Region pointing data

=== Begin Enclosure ===

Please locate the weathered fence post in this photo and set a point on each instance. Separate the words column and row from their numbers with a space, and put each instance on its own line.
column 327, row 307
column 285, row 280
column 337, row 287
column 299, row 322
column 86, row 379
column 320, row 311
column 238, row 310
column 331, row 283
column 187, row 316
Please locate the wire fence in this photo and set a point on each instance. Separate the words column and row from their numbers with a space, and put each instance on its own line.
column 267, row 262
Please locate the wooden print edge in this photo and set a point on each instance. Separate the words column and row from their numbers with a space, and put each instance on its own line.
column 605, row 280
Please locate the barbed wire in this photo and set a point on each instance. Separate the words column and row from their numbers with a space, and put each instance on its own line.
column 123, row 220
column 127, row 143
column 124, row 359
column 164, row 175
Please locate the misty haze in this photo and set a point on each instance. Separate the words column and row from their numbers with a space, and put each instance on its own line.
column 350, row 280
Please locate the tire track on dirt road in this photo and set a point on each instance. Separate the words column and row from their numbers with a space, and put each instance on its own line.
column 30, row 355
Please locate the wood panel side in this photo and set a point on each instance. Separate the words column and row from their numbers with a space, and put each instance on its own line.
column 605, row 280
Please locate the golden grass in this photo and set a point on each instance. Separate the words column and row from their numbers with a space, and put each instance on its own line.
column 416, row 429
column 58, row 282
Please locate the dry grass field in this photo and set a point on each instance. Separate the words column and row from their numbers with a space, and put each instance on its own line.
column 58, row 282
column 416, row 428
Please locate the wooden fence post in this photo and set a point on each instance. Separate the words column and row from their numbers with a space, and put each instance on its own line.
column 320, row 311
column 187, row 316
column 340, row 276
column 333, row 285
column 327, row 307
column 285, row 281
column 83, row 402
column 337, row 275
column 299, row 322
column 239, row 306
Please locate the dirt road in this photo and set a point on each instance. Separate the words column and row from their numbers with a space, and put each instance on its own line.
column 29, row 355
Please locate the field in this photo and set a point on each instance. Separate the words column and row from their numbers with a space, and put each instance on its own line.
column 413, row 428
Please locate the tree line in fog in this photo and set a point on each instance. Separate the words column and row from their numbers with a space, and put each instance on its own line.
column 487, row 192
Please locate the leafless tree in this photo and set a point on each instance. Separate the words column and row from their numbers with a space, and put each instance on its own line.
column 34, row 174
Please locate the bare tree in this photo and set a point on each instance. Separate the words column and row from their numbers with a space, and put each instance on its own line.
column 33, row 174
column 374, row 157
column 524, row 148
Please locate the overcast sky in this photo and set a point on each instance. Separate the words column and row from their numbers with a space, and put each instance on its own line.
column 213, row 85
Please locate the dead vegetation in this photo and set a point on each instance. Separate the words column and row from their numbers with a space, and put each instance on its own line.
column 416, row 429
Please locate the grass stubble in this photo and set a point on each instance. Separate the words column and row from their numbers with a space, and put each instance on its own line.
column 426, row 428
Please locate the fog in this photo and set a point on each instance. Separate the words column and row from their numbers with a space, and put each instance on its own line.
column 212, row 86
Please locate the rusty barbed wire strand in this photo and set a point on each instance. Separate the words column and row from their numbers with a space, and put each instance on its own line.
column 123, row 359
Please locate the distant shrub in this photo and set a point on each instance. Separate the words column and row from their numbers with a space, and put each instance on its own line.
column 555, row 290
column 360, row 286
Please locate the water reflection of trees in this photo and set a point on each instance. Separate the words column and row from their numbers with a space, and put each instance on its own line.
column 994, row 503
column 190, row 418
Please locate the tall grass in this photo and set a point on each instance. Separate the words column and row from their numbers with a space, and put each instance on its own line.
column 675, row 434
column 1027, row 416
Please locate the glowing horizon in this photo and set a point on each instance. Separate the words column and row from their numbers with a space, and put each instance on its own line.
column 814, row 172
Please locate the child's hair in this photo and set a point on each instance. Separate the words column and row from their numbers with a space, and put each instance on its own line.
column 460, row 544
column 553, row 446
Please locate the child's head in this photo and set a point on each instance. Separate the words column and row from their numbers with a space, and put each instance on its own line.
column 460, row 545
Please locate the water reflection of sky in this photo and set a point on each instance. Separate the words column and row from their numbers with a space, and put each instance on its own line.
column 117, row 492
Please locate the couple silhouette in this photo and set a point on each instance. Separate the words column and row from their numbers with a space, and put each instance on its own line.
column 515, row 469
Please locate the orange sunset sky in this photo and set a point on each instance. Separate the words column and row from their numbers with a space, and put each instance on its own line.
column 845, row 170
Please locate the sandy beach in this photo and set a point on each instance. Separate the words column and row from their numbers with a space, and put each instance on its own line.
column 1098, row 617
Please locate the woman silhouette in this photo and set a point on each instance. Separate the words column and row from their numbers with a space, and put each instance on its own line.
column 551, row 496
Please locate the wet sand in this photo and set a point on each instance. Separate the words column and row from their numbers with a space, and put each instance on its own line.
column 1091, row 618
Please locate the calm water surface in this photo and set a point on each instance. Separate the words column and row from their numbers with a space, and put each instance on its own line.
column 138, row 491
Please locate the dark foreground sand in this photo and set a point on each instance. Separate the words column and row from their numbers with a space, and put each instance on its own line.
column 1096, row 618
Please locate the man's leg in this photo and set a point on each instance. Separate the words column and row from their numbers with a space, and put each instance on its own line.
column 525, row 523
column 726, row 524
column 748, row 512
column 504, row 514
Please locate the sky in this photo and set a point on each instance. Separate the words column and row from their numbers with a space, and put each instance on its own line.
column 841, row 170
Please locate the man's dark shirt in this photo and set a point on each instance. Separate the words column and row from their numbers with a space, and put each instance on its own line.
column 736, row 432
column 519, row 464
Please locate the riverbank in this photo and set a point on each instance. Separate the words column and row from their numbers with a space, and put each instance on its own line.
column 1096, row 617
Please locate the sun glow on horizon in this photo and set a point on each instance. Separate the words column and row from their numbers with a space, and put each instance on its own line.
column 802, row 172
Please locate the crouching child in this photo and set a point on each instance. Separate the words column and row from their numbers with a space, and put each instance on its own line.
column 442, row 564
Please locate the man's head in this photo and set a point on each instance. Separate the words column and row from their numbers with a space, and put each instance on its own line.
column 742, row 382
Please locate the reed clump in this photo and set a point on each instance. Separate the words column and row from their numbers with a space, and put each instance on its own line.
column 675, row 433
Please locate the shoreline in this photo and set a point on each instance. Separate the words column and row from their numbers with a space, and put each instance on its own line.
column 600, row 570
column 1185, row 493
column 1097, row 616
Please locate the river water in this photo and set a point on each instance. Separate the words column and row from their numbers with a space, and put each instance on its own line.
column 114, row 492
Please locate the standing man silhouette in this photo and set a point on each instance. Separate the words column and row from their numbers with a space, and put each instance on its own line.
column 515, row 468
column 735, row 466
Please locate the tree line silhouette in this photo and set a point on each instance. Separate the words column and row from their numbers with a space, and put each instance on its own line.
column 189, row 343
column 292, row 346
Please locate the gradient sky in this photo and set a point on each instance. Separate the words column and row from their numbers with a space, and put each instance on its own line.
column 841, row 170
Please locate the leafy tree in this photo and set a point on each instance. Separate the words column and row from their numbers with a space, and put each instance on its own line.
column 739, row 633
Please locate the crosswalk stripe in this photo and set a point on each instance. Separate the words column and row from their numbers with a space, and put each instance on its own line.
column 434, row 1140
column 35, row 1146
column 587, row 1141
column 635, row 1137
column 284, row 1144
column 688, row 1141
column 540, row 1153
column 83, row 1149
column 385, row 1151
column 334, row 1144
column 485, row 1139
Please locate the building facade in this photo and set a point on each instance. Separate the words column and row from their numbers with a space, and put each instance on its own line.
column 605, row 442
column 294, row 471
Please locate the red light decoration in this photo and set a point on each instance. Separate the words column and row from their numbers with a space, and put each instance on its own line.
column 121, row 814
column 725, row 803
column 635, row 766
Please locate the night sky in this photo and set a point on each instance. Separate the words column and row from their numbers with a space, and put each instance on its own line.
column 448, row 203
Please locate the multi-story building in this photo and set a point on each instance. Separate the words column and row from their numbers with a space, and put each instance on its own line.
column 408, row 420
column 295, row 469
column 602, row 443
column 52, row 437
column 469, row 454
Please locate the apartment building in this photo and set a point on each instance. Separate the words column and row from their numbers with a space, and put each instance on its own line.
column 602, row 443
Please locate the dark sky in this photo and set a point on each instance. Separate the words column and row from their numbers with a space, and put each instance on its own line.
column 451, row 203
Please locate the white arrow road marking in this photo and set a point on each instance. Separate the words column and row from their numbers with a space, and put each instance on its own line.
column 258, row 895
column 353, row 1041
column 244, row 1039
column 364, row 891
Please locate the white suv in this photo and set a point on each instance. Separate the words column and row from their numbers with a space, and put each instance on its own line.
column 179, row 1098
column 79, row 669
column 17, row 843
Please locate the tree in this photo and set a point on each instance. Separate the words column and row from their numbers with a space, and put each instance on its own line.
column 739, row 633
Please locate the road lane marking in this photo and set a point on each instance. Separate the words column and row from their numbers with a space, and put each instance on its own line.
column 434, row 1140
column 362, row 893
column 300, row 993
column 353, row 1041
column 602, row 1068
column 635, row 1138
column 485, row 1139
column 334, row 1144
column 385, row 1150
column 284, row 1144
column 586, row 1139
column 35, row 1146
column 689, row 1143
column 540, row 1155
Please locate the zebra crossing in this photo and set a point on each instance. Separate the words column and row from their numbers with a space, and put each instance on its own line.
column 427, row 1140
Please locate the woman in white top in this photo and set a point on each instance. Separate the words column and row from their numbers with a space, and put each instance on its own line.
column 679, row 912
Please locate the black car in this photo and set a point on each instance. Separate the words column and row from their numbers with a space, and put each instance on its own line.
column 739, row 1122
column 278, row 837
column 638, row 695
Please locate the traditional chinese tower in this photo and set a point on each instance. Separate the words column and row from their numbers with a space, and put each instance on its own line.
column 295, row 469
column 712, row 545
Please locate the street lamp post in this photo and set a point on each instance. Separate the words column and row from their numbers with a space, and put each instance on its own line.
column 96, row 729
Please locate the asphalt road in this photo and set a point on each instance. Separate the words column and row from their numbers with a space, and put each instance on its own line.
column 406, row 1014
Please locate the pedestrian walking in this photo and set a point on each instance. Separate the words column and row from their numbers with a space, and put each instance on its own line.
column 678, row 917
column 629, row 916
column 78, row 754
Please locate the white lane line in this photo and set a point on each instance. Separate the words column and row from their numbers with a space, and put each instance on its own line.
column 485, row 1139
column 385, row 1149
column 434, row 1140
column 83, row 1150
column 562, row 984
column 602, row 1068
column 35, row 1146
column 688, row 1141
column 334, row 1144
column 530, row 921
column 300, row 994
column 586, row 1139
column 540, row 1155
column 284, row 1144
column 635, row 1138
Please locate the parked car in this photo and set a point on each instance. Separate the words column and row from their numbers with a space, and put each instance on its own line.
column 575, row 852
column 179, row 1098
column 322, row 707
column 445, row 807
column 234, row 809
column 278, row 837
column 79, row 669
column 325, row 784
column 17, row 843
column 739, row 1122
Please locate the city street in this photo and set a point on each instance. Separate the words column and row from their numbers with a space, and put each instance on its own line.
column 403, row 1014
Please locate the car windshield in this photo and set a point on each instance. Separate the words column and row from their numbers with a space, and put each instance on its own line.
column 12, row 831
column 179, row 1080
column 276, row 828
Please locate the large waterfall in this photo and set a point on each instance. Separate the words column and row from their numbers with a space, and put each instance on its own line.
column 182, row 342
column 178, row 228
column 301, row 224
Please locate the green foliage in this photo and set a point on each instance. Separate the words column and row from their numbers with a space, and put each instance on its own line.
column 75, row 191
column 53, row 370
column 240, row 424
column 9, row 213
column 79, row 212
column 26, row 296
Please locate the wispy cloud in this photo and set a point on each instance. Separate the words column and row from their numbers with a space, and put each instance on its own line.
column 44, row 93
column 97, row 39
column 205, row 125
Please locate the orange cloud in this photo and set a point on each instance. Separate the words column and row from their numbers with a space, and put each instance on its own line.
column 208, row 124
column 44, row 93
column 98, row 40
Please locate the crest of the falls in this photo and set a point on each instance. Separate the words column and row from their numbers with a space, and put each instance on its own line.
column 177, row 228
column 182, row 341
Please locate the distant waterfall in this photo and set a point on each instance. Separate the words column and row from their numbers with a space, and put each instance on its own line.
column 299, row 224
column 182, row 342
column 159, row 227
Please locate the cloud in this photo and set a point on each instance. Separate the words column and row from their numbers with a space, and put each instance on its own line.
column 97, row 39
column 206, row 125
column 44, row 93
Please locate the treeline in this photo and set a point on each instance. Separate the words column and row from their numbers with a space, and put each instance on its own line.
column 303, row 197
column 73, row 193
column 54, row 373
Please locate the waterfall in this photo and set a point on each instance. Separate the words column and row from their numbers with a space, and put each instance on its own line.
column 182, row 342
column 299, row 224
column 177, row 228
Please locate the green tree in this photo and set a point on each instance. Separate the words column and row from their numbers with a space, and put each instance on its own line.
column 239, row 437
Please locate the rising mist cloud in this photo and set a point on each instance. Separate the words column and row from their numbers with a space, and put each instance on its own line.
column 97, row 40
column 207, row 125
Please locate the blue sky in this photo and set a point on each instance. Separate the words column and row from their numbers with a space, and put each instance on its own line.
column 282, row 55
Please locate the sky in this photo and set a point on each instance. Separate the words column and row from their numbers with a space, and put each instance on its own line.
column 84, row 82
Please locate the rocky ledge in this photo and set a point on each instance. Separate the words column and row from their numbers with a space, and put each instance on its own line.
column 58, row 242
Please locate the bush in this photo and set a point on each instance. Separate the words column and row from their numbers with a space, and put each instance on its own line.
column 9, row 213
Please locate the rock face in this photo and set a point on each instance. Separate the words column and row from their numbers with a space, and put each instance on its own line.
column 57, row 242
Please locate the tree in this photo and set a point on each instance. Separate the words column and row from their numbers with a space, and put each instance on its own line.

=== End Enclosure ===

#### Your assignment
Reproduce each line of the entries above from the one containing "Please locate the cloud" through the last, exactly, and no other line.

#### Your response
Please locate the cloud in this photo and set a point on each instance. Separate the words column and row from their numbers with a space, and put each instance on its own line.
column 97, row 39
column 206, row 125
column 44, row 93
Please locate the treeline in this photo and set a point on each instance. Separate the words column and row from their numbers with a space, and put each instance on its own line.
column 303, row 197
column 73, row 193
column 54, row 373
Please locate the waterfall in this photo and set a point on each instance. Separate the words column and row from their numbers with a space, and put each instance on its own line.
column 182, row 342
column 299, row 224
column 177, row 228
Please locate the green tree in this photo and set a point on each instance. Separate the words column and row from their numbers with a space, and put each instance on its own line.
column 239, row 437
Please locate the rising mist cloud in this photo and set a point on each instance. Separate the words column and row from their numbers with a space, and put each instance on its own line.
column 97, row 40
column 207, row 125
Please locate the blue sky in this photo and set a point on each instance. Separate the words column and row from their numbers with a space, and put each instance on its own line.
column 282, row 55
Please locate the sky in this photo and set a point on each instance. Separate the words column and row from their numbers with a space, and put each instance on its own line.
column 84, row 82
Please locate the rocky ledge in this photo and set a point on each instance. Separate the words column and row from their numbers with a space, and put each instance on its own line.
column 58, row 242
Please locate the bush in this photo and set a point on each instance. Separate the words column and row from their numbers with a space, and put each instance on its own line.
column 9, row 213
Please locate the rock face in this photo and set a point on each instance. Separate the words column and row from their numbers with a space, and put each instance on its own line.
column 57, row 242
Please locate the tree in this photo and set a point on each instance. Separate the words column and row from their numbers with a space, and put each instance on its own line.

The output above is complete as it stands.